• Your task:
Determine the number of lines in the listing that include the string "shrub"; the reply consists of that number only.
┌──
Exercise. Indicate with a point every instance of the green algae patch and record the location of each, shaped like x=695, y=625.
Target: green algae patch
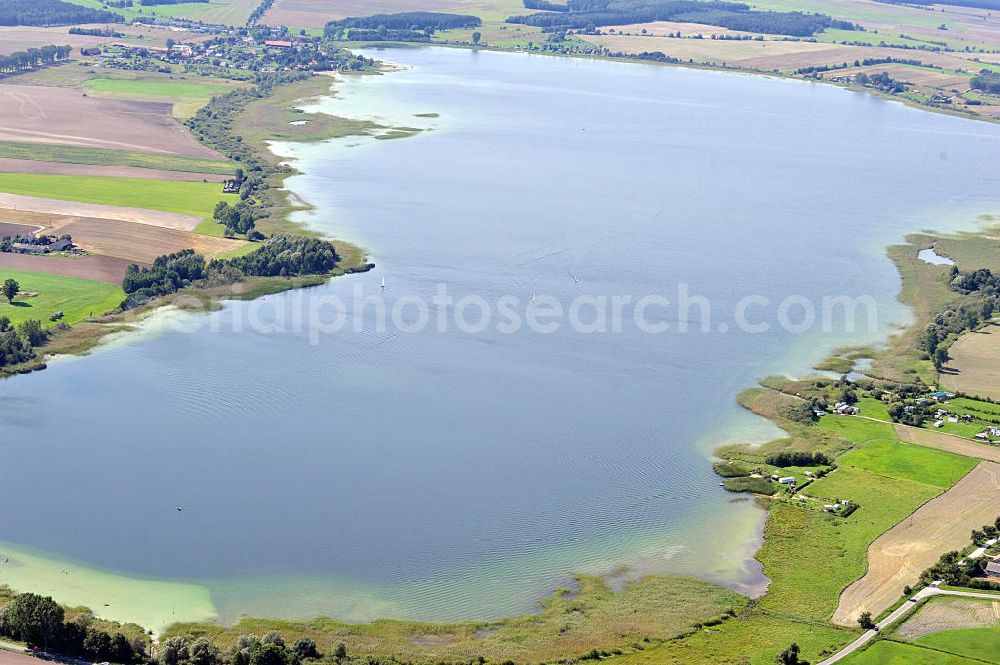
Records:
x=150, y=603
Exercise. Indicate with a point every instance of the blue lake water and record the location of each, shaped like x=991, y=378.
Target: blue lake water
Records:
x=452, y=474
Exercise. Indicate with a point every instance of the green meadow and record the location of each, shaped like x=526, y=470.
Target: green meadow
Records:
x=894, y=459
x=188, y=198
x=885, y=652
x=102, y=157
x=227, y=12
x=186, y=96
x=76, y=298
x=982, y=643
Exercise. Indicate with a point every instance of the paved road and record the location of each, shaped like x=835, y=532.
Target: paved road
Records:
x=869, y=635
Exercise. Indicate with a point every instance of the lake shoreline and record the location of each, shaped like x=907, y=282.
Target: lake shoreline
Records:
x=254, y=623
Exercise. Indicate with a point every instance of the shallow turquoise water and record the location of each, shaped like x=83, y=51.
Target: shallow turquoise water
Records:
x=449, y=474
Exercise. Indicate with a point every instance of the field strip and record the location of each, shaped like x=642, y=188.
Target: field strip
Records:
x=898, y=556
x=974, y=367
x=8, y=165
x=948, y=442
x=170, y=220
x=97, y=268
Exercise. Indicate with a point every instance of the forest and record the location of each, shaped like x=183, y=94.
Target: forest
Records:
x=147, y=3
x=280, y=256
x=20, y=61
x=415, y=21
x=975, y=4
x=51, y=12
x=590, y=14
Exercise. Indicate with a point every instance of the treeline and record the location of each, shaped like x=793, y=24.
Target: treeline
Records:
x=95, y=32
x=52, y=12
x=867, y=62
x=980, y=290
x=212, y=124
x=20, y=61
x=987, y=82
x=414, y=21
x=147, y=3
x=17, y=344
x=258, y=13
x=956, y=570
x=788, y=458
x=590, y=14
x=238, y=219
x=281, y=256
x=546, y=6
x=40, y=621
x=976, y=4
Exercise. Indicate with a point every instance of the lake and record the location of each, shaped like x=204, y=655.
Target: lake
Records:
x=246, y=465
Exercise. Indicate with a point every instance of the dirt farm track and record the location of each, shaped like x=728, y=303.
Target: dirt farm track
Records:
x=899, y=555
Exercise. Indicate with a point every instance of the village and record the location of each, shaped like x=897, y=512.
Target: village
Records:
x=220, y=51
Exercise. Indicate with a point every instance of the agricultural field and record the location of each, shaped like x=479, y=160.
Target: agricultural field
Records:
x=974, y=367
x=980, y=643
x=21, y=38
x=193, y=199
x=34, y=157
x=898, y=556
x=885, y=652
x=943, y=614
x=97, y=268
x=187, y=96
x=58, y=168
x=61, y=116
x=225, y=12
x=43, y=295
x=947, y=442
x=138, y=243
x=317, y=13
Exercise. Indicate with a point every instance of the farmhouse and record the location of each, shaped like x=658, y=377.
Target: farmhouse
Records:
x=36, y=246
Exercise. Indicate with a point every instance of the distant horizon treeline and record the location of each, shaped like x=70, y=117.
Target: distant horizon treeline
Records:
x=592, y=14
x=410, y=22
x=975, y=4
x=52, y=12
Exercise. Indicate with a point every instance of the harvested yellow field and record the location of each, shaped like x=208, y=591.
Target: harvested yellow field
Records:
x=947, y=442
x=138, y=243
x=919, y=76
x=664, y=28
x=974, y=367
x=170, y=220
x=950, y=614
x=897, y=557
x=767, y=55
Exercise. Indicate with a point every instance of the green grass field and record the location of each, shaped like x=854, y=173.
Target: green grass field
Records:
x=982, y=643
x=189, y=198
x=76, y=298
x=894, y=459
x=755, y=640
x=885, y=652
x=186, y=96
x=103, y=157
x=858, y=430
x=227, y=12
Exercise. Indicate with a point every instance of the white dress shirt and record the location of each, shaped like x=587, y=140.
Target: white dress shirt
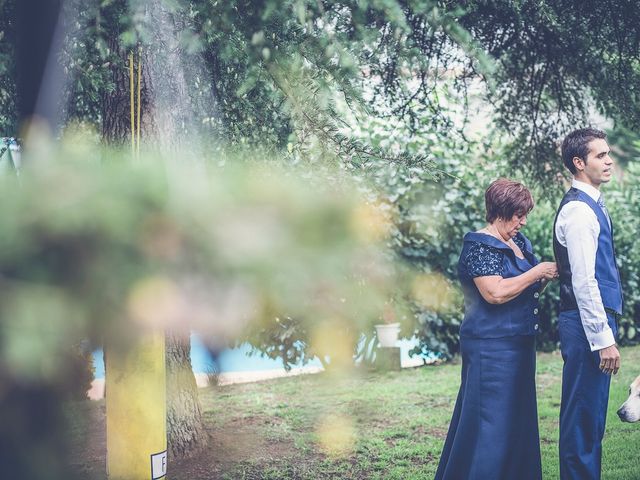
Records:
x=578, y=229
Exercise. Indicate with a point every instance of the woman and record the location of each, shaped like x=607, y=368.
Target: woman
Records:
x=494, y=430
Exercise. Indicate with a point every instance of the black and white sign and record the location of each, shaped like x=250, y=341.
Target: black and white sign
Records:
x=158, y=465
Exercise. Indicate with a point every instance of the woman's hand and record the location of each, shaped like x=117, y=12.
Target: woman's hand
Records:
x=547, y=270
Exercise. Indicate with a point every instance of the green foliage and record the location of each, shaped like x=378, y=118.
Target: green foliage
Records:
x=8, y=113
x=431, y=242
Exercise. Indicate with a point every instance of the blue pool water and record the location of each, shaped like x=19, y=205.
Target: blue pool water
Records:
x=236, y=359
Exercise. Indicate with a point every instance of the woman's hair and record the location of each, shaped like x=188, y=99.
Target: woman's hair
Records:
└──
┌──
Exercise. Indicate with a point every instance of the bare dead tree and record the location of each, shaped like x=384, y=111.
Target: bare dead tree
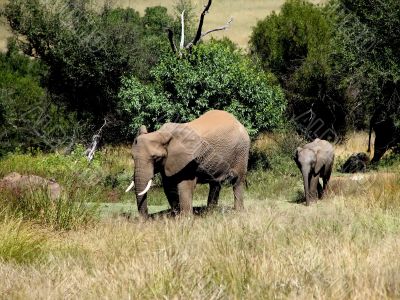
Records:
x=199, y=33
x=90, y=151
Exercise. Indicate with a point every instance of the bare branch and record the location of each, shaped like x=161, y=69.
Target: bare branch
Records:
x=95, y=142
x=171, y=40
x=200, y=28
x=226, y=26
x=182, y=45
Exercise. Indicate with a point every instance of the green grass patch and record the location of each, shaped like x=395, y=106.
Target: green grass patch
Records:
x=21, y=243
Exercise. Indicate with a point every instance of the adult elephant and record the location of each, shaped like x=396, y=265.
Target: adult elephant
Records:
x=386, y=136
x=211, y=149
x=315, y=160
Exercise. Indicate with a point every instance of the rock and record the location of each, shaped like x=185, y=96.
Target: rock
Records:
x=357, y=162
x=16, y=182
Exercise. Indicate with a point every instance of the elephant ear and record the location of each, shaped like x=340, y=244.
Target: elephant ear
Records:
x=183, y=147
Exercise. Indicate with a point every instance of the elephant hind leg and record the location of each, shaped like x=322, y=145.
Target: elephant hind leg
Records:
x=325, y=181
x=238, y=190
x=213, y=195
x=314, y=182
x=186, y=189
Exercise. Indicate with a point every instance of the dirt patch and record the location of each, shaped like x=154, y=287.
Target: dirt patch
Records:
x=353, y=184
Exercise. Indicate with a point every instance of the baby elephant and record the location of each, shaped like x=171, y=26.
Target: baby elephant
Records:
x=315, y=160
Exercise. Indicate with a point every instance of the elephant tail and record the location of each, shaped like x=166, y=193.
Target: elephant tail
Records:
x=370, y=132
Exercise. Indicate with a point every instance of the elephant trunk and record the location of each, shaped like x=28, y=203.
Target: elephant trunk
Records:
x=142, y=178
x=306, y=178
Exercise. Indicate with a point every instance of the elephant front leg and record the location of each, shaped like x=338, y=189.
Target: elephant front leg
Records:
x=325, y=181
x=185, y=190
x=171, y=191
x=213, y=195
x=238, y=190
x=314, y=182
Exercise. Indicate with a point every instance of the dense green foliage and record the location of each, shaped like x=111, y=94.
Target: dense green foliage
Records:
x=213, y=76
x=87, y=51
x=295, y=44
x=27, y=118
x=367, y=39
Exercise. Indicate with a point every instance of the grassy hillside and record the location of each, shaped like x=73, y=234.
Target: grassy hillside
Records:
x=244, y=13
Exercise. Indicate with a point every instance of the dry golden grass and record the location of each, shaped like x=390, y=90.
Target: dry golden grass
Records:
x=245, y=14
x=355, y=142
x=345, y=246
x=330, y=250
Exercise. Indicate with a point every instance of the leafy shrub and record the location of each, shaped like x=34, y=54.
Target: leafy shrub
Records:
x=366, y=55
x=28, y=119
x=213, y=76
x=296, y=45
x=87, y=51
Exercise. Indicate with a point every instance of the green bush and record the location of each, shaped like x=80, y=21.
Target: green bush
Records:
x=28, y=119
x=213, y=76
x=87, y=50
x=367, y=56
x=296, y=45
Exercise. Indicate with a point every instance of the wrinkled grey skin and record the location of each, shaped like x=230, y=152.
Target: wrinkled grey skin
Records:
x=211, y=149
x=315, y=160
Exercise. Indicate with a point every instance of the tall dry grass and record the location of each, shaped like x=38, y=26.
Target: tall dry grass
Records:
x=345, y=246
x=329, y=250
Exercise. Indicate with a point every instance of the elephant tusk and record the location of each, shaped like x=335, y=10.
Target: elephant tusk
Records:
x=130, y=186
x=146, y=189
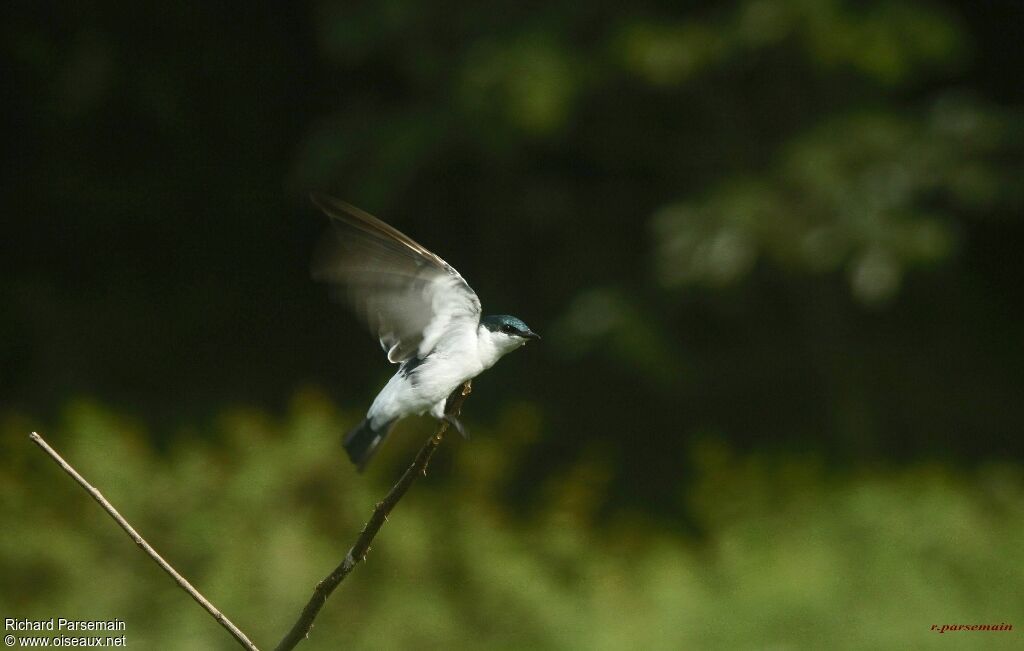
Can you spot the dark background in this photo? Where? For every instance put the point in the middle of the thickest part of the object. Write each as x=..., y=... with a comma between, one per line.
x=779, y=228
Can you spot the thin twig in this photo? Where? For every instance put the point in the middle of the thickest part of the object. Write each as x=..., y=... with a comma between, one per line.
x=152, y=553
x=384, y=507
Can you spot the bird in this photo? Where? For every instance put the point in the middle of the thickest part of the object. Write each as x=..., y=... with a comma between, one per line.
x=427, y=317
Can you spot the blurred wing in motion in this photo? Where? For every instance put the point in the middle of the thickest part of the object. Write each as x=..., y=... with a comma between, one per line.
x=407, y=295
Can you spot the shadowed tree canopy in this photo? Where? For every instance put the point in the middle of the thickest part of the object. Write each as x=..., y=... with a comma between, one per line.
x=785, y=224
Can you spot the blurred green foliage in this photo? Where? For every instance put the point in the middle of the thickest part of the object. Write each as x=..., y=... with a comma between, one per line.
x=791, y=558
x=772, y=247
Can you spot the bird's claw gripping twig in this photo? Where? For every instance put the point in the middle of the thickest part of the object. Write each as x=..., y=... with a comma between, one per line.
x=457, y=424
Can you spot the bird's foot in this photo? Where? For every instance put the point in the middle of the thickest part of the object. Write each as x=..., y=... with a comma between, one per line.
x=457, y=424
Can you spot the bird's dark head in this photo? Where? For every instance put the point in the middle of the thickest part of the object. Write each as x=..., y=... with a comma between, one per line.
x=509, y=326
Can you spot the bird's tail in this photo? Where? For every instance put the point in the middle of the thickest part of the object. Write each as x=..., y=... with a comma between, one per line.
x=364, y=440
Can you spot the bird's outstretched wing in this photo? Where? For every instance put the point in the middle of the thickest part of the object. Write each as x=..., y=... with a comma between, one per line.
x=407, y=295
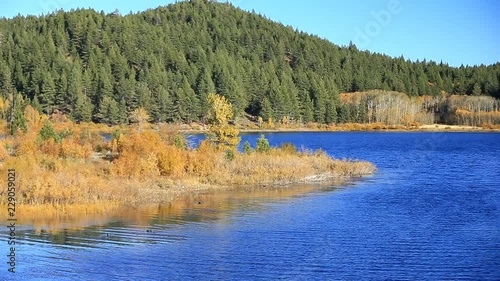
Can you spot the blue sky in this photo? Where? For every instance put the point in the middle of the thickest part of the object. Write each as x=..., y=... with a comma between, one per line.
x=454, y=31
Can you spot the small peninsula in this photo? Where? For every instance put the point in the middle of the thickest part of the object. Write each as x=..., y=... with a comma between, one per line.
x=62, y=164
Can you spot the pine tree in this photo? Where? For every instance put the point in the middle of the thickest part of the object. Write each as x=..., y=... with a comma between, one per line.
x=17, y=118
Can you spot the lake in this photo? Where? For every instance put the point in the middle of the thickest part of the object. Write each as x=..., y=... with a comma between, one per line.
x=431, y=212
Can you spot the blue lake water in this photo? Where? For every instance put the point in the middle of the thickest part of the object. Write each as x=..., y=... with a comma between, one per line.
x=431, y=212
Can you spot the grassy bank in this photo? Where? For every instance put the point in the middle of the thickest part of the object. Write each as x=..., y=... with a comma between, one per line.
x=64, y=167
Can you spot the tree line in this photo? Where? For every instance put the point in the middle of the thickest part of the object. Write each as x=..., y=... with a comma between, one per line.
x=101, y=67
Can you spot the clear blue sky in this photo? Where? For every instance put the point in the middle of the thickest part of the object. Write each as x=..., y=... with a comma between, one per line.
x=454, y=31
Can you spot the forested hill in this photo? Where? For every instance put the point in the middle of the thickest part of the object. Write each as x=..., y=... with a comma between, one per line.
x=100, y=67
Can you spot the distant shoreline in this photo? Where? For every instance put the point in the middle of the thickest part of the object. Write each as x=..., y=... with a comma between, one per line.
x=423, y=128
└──
┌──
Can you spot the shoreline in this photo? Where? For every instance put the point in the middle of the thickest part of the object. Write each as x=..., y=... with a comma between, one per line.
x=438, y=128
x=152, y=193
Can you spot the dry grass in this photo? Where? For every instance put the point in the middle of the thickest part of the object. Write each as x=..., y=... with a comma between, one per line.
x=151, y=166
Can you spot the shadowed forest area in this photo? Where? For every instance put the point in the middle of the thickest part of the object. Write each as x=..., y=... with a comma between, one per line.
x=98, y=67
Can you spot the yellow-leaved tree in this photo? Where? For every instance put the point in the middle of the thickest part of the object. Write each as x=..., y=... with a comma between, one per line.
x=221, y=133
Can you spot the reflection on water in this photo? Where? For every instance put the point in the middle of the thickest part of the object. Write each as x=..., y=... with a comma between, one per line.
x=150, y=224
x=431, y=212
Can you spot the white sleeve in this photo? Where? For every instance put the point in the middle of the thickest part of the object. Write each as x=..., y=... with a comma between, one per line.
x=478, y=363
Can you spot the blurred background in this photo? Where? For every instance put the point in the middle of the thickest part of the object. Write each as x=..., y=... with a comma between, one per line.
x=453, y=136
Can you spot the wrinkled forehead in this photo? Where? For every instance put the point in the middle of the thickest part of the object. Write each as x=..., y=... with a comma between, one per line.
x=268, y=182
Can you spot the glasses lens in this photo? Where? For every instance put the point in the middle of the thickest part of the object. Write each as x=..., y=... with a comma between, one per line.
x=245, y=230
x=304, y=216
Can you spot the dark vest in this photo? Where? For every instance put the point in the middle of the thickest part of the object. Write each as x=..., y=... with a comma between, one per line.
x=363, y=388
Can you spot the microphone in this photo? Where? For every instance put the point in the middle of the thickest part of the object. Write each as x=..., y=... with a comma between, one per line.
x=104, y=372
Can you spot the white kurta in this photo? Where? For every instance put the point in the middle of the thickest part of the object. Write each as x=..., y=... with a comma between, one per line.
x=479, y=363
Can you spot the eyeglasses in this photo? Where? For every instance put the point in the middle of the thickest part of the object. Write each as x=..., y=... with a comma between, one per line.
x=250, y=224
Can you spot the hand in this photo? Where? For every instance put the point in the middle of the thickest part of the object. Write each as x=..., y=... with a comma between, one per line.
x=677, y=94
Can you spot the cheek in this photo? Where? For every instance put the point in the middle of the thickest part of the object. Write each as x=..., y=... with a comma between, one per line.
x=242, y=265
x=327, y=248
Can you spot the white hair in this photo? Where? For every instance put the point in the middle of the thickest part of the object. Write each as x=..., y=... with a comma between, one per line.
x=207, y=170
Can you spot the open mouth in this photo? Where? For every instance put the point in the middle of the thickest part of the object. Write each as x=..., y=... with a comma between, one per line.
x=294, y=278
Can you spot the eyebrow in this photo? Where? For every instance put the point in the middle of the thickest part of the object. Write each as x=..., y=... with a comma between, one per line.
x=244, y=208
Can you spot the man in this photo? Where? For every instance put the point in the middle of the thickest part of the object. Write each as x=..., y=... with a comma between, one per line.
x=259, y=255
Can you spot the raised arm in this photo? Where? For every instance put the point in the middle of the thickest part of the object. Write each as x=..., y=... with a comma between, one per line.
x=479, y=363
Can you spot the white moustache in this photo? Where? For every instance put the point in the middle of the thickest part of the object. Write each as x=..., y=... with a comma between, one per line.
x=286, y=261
└──
• Solution to the exercise:
2